▸ **WRITTEN EXERCISE**
Reproduce the data below word for word, from start to finish. Omit the picture from your copy.
-- Start of MATERIAL FOR THIS EXERCISE --
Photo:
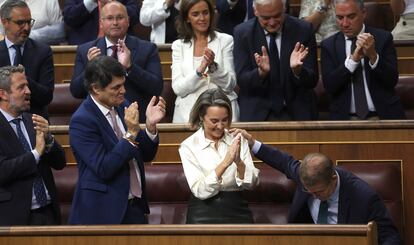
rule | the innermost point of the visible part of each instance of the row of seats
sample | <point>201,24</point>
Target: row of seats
<point>64,105</point>
<point>168,192</point>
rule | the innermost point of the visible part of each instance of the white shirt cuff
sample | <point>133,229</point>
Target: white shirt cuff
<point>256,147</point>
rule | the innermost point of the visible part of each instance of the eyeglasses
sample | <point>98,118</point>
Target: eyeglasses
<point>22,23</point>
<point>112,18</point>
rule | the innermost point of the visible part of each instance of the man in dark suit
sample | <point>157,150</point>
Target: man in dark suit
<point>273,86</point>
<point>82,16</point>
<point>234,12</point>
<point>27,151</point>
<point>18,49</point>
<point>139,58</point>
<point>110,149</point>
<point>326,194</point>
<point>359,68</point>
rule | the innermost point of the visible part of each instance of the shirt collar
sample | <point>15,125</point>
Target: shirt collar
<point>204,142</point>
<point>102,108</point>
<point>8,116</point>
<point>109,44</point>
<point>334,197</point>
<point>10,43</point>
<point>362,31</point>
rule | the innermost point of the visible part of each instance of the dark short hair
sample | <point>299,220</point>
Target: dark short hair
<point>321,171</point>
<point>100,71</point>
<point>210,97</point>
<point>5,76</point>
<point>8,6</point>
<point>184,29</point>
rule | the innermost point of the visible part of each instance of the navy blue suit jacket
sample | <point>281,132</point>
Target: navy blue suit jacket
<point>37,60</point>
<point>358,203</point>
<point>18,169</point>
<point>144,78</point>
<point>255,94</point>
<point>84,26</point>
<point>101,195</point>
<point>381,80</point>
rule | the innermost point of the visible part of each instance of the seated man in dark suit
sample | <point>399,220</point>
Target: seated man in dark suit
<point>359,68</point>
<point>18,49</point>
<point>139,58</point>
<point>110,149</point>
<point>276,66</point>
<point>82,16</point>
<point>27,152</point>
<point>326,194</point>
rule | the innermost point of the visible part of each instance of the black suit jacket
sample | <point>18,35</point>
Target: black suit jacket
<point>17,171</point>
<point>143,81</point>
<point>381,80</point>
<point>255,94</point>
<point>38,63</point>
<point>358,202</point>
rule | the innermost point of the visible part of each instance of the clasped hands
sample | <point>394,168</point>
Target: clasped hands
<point>365,46</point>
<point>154,113</point>
<point>297,56</point>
-- End of MATERIAL FOR THIS EXERCISE --
▸ **TASK RESPONSE**
Photo:
rule | the innermost point of the visible part of each instance of the row of seats
sample | <point>201,24</point>
Target: row of seats
<point>64,105</point>
<point>168,192</point>
rule | the innermost point of the visible part of each instance of the white shirt cuff
sample | <point>133,229</point>
Target: white shirt cuff
<point>256,147</point>
rule | the innermost point of the visible part of each instance of the eyeglasses
sample | <point>98,118</point>
Target: eyeglasses
<point>22,23</point>
<point>112,18</point>
rule | the innermost point of the visible part of each instance of the man in dark suit
sample | <point>157,150</point>
Target: man in dark suit
<point>273,86</point>
<point>82,16</point>
<point>234,12</point>
<point>27,151</point>
<point>18,49</point>
<point>139,58</point>
<point>110,149</point>
<point>326,194</point>
<point>359,68</point>
rule | the innermost point of the visible part of each instance of the shirt collar
sample | <point>15,125</point>
Target: shirt collar
<point>204,142</point>
<point>102,108</point>
<point>8,116</point>
<point>109,44</point>
<point>334,197</point>
<point>10,43</point>
<point>362,31</point>
rule | the innermost point of the visible part of each instance of the dark short hair
sample | <point>299,220</point>
Target: dark short hair
<point>321,171</point>
<point>100,71</point>
<point>210,97</point>
<point>5,76</point>
<point>8,6</point>
<point>184,29</point>
rule | the innermost point of the visible part of each instance of the navy blue suit jacket
sample | <point>281,132</point>
Target: navy blue suit jacket
<point>37,60</point>
<point>358,203</point>
<point>18,169</point>
<point>144,78</point>
<point>255,94</point>
<point>84,26</point>
<point>101,195</point>
<point>381,80</point>
rule | the innermost point of the visible part of each instance of the seated man in dark suit
sample | <point>399,220</point>
Target: seated man in dark suit
<point>359,68</point>
<point>18,49</point>
<point>139,58</point>
<point>110,149</point>
<point>276,66</point>
<point>82,16</point>
<point>27,152</point>
<point>326,194</point>
rule | the innermost point of the visible part of each instance of the black suit jacket
sample | <point>18,35</point>
Target: black suit jacket
<point>17,171</point>
<point>143,81</point>
<point>381,80</point>
<point>255,94</point>
<point>38,63</point>
<point>358,202</point>
rule | the innermost point of the visible part of each instance of the clasped hands
sample | <point>394,168</point>
Target: clasped hands
<point>365,46</point>
<point>154,113</point>
<point>297,56</point>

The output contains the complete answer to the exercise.